PROBLEMS TO WORK ON —
A. In the post about deleting Facebook, who else deleted their account besides the writer?
B. Pick up the post about deleting Facebook, shown below, right after its final line and carry it forward.

EXCERPT TO READ —
Recently, I deleted my Facebook account, as did my husband and both of my parents. There were many reasons why, but other than the data tracking/privacy issues, my main reason for deleting my account was because I feel like my relationships with my friends have all but dried up since everyone signed up on social media.
When I first bought a computer and got online years ago, it was a thrill to be able to hop out of bed, grab a cup of coffee, and check my email. I loved seeing who had sent me a letter that day, and what they had to say. It was so nice to have instant access to my dearest friends and loved ones. No more waiting for the mailman! Woo hoo! I know that many of you can relate.
Once I discovered chat rooms, that was a whole new world; I could talk to other Christians from around the world – Australia, England, Africa … I made friends everywhere. It was amazing. I still have some of those friends today. I was hooked. I learned all I could about computers – from web and graphic design to the techy stuff of how to build and fix them.
Next came the whole blog phenomenon. Could things get any better?! An online “diary”, to keep in touch with your friends and family. To begin with, it was fantastic! I had a whole little community of folks that visited me regularly. We chatted, we shared recipes and book recommendations, jokes and games, and everything in between. So much fun!
Then came Facebook. Twitter. Instagram. Pinterest.

DATASET RECORDS —
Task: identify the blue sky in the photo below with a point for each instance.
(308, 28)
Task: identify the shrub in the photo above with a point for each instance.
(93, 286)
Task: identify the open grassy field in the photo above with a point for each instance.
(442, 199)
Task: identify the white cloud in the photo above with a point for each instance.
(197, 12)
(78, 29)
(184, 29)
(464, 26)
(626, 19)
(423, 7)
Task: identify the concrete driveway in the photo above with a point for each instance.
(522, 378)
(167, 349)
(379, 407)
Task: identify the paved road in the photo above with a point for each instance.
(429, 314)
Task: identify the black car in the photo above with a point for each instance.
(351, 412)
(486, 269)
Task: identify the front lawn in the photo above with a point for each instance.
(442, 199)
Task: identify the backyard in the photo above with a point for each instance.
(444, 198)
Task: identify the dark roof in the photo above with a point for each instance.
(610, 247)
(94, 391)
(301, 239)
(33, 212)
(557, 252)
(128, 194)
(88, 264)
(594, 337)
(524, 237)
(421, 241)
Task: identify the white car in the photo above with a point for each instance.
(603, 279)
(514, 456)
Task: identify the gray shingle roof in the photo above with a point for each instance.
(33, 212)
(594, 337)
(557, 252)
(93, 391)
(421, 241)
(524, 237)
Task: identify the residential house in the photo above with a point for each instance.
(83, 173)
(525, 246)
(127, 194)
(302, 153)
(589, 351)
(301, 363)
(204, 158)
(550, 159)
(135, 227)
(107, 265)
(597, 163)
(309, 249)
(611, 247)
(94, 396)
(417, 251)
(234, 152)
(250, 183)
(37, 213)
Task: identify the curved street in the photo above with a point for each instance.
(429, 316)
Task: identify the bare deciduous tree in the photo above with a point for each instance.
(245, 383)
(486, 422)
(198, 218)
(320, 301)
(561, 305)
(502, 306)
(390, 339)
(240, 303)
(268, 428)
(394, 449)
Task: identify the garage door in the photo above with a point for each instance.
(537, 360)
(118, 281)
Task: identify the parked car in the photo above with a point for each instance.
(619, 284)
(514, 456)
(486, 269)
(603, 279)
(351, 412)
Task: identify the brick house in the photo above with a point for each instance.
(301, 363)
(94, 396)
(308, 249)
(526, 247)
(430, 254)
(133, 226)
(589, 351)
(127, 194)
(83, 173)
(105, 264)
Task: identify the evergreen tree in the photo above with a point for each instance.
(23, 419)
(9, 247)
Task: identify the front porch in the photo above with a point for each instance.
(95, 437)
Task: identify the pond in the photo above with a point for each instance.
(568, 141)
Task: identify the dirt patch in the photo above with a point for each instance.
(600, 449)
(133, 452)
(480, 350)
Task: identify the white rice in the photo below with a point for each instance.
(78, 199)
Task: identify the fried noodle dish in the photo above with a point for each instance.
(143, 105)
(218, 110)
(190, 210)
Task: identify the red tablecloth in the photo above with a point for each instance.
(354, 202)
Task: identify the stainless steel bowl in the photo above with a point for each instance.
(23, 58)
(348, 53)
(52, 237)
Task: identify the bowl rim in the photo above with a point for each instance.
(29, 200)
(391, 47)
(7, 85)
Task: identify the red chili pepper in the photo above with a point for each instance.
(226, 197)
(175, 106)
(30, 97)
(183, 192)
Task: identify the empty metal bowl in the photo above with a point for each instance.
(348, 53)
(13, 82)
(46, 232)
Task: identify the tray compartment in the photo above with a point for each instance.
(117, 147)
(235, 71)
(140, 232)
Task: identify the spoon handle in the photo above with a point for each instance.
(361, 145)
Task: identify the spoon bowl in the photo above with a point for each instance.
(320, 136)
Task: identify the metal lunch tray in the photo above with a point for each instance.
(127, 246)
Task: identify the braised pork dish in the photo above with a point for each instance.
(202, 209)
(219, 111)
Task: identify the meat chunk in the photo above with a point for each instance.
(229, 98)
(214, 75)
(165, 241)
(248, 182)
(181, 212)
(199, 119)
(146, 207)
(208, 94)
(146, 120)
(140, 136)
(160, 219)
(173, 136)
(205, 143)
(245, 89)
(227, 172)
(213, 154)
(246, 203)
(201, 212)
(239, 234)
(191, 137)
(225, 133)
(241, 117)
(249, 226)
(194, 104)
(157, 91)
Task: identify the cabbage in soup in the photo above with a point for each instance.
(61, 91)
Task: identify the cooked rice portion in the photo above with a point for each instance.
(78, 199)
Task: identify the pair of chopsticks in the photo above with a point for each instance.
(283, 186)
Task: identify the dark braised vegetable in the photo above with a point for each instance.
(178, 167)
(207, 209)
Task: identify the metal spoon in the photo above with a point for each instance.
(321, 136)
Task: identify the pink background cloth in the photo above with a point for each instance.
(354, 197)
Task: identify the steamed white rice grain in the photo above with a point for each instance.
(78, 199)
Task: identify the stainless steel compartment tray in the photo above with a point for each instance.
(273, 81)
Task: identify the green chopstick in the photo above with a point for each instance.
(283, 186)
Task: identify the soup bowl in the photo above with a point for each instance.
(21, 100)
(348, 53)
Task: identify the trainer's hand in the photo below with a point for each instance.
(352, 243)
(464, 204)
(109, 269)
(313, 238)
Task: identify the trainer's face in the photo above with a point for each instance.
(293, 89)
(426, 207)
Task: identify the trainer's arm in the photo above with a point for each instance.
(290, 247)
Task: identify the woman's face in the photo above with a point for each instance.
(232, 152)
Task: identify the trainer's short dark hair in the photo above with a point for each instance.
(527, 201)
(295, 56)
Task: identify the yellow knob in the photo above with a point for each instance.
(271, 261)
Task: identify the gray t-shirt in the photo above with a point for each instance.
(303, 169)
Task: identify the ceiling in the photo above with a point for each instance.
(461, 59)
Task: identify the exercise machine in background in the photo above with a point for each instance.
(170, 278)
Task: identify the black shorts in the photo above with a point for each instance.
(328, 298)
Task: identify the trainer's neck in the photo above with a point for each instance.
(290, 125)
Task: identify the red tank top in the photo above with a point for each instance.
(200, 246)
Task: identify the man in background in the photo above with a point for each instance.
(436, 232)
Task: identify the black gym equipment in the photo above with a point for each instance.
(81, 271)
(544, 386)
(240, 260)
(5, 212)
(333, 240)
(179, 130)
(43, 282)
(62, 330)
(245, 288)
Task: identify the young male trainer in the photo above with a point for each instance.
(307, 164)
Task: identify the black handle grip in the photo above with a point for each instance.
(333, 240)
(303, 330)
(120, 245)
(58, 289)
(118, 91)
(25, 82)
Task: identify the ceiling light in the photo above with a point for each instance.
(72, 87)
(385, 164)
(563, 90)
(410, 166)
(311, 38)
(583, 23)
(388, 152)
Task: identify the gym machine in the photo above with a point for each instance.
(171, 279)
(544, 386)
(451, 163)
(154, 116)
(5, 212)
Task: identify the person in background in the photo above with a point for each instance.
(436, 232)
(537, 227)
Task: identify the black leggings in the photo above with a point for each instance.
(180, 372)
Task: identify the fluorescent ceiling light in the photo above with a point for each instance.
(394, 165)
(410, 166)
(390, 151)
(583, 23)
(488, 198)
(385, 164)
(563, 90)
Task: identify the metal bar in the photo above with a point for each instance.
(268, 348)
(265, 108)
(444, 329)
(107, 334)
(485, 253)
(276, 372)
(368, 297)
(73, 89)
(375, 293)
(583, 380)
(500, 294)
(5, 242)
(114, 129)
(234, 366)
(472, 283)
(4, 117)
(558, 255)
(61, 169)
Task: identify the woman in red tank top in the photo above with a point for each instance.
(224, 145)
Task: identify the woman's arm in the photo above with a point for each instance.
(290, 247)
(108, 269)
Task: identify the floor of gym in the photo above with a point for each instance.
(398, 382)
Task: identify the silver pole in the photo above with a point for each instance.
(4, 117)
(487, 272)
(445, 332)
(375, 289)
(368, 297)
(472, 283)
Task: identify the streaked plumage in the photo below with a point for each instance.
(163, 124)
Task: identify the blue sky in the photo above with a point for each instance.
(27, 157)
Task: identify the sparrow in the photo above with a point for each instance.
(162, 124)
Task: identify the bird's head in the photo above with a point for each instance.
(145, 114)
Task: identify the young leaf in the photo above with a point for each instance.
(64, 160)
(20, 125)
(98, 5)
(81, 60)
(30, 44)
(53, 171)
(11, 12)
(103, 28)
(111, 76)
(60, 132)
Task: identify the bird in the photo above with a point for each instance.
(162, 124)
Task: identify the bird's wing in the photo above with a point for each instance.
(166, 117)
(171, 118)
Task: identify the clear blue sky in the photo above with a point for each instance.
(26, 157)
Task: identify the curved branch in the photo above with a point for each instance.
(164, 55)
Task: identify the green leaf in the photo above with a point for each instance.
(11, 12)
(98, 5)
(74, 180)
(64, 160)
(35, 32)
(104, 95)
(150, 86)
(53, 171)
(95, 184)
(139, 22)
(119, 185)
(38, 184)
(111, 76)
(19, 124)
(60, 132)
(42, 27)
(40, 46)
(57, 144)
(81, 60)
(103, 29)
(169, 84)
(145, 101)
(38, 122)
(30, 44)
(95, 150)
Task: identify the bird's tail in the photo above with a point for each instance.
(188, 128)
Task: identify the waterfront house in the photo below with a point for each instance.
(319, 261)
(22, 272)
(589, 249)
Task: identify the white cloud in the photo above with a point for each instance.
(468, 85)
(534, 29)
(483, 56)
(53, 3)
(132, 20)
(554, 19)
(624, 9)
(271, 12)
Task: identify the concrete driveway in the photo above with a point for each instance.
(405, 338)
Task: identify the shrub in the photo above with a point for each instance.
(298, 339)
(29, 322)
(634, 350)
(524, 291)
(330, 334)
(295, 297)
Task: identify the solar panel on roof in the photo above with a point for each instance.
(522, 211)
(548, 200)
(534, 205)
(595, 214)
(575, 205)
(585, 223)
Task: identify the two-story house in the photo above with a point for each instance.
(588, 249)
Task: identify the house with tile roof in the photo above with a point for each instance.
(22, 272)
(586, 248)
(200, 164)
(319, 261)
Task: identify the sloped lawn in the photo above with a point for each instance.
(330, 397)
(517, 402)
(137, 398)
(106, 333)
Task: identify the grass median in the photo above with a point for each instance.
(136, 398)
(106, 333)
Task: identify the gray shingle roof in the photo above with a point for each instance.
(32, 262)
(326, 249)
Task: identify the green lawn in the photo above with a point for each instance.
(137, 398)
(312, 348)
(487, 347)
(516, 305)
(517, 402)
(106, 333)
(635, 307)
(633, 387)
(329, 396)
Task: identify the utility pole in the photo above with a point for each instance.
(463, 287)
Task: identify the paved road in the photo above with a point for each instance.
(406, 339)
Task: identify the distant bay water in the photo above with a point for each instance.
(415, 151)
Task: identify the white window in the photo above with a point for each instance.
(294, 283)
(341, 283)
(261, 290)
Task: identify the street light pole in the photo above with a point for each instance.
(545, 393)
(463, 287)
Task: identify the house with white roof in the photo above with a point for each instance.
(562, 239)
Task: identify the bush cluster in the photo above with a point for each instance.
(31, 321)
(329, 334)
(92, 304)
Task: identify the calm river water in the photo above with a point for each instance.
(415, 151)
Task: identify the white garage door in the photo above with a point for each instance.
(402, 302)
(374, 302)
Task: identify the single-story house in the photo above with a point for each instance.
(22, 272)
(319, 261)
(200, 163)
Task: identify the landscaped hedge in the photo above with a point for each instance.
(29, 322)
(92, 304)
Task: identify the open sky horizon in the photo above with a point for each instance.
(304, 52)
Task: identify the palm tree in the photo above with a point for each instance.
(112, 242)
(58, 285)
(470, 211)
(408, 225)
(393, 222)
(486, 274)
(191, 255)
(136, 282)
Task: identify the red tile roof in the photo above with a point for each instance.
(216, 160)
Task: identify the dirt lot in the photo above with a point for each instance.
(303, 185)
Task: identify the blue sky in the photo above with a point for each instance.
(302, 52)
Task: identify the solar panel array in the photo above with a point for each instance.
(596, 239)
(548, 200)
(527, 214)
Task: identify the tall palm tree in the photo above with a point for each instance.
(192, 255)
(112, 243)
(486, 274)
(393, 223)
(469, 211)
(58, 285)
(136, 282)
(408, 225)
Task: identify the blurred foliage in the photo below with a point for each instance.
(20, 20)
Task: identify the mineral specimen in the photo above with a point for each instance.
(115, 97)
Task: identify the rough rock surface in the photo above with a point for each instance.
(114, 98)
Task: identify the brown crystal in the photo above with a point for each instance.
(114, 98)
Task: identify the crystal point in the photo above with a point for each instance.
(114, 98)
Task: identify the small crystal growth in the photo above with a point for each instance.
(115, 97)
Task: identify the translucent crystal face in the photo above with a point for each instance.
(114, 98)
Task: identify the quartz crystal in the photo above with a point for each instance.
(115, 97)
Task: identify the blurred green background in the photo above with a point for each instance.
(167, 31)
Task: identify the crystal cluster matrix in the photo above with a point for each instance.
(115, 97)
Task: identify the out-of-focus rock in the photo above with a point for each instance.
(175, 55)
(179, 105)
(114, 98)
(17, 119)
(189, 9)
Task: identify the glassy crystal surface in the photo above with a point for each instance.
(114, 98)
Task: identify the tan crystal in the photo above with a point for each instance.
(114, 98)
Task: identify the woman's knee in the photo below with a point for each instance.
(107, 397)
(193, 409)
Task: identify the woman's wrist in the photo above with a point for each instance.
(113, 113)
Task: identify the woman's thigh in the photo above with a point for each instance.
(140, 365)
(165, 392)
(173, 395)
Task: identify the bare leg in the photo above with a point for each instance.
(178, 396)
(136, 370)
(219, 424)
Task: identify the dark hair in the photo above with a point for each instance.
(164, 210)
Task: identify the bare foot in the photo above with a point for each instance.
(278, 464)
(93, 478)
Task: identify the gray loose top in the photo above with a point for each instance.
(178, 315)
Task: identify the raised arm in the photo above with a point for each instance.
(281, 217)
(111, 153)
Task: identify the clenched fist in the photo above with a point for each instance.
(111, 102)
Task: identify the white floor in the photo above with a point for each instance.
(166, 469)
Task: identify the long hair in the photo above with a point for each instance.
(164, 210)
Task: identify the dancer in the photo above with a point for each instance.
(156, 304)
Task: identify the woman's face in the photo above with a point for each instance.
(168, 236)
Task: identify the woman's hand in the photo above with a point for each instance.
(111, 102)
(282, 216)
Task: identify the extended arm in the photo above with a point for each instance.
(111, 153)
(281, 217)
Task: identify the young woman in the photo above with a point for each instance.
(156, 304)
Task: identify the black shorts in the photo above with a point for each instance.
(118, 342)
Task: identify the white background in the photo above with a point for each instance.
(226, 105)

THE RESPONSES —
A. The writer's husband and both of the writer's parents.

B.
Now, nobody communicates outside of them. Shoot, they hardly communicate *inside* of them. It’s all pins, pics, memes, likes, and thumbs up. No real conversations. No real connections. It makes me incredibly sad.
With “communication” at an all-time high and infiltrating everything we do, people are losing themselves inside a vanity-driven media circus.
I know I was.
When I realized this, I stepped back and took stock of my relationships. Then, I deleted my Facebook account. I gave plenty of notice, and those who wanted to keep in touch let me know. Those who didn’t? Well, I guess that just proves my point, doesn’t it?
For me, it’s time to start cultivating true relationships, and living life in the real world. I will probably blog more now, because I won’t be sharing everything on social media. I know I will have more time; I have already found myself getting little projects done that I have put off for too long. I listen to more music now. I read more. I spend more time with my family. Life is so much better when it is lived outside of social media!
Written in 1964 by Paul Simon (of Simon & Garfunkel), I think “Sound of Silence” (video below) is more relevant today than ever. Garfunkel gave his thoughts as to the meaning of the song as, “the inability of people to communicate with each other, not particularly internationally but especially emotionally, so what you see around you are people unable to love each other.”
Sounds a lot like today, doesn’t it?
In a world where there is so much noise, motion, and constant activity … does anyone really take the time to see one another – much less truly listen to another? Between the flashing lights on every street, the multitudes of people going here and there, honking of horns, beeping of electronics, and cars that talk to you – how many people do you actually see each day? When was the last time you really heard another human being?
Just something to think about.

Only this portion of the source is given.